- _Stored entries_:

--- START ---

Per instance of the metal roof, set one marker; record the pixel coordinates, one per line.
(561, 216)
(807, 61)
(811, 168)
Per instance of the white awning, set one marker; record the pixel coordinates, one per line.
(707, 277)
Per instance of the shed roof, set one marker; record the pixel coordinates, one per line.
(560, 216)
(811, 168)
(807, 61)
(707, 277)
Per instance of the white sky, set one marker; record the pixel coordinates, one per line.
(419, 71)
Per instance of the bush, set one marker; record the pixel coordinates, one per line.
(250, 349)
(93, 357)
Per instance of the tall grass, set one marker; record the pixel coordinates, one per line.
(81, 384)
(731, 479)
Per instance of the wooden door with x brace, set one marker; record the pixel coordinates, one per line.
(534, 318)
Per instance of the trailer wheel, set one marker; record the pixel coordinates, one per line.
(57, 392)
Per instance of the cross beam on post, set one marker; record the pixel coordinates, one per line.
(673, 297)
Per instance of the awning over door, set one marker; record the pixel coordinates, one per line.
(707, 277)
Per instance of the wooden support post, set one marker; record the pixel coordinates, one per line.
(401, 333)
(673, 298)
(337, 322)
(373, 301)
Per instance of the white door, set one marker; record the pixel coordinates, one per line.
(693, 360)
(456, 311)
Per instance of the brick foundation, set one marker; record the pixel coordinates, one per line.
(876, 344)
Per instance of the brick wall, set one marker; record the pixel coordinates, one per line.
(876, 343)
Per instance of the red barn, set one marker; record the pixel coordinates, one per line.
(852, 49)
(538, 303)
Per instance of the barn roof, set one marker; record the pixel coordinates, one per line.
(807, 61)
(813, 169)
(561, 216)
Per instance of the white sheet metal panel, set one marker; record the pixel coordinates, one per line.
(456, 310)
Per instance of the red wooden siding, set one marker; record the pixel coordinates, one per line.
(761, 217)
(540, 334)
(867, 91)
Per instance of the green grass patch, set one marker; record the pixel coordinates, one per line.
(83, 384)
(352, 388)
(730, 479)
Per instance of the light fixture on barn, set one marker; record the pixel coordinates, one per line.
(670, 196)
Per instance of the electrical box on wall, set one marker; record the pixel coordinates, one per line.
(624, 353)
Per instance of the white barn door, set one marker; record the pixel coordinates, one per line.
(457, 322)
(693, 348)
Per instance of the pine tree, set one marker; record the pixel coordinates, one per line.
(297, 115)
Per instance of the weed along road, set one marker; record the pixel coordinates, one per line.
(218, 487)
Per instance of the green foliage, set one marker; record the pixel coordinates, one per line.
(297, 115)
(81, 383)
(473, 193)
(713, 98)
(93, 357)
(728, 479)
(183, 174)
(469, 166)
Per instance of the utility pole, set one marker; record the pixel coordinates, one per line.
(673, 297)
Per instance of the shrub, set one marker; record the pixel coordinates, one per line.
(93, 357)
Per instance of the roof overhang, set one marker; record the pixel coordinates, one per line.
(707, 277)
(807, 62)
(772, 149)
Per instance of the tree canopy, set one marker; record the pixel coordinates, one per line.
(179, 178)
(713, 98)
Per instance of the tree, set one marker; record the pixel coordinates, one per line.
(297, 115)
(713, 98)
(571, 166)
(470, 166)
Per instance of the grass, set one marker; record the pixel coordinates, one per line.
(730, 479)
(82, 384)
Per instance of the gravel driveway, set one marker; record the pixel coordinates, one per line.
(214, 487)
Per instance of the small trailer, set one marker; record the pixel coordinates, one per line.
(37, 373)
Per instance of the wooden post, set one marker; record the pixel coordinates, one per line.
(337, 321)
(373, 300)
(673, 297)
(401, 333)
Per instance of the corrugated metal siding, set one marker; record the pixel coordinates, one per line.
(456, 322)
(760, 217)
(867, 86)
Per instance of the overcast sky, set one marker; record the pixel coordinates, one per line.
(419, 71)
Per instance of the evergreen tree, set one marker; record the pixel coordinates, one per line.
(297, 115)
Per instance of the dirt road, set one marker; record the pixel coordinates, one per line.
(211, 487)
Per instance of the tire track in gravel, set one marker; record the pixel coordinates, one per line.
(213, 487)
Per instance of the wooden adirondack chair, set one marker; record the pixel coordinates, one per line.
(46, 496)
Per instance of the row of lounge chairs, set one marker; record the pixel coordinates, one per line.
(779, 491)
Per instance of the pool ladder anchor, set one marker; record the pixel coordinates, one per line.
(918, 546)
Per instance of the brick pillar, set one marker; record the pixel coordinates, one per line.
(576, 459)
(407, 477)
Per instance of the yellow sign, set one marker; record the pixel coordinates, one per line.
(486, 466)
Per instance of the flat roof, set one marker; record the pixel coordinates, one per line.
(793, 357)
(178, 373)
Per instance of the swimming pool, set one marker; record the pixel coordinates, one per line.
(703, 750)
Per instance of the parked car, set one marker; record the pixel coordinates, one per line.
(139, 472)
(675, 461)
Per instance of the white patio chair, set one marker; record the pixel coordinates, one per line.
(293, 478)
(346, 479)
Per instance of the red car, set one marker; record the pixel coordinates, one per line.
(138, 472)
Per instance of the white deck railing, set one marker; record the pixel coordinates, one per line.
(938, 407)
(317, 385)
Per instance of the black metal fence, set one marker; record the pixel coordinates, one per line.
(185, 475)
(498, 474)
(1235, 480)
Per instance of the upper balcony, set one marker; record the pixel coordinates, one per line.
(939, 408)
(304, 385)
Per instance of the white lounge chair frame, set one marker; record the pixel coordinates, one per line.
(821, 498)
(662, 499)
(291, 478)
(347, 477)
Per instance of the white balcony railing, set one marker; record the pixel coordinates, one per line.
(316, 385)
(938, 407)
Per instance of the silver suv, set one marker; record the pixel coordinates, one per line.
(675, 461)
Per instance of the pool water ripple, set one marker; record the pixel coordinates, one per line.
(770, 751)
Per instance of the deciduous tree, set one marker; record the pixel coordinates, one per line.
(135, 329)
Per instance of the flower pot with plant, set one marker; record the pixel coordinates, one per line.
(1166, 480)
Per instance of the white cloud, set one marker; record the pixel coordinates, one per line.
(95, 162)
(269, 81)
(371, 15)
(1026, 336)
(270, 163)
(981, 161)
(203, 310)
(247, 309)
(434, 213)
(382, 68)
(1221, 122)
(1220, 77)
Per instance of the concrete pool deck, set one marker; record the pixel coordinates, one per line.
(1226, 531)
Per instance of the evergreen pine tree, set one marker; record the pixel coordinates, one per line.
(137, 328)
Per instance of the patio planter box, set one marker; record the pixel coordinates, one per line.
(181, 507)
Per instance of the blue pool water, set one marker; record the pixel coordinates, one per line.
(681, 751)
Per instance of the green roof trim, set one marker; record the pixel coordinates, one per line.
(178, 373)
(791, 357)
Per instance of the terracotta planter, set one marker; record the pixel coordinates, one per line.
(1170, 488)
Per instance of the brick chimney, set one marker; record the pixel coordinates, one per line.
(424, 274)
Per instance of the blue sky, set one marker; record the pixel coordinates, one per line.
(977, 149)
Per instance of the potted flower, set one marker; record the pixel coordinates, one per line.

--- END ---

- _INSTRUCTIONS FOR THE TASK_: Please write out the items again, starting with the line that contains "Per instance of the blue sky, set" and going on through the last line of the items, with every line kept. Add 123 to each number in the pixel coordinates given as answers.

- _ANSWER_:
Per instance of the blue sky, set one marker; record the pixel coordinates, one per line.
(1100, 272)
Per instance of the potted flower, set one marker; record the pixel coordinates, one per line.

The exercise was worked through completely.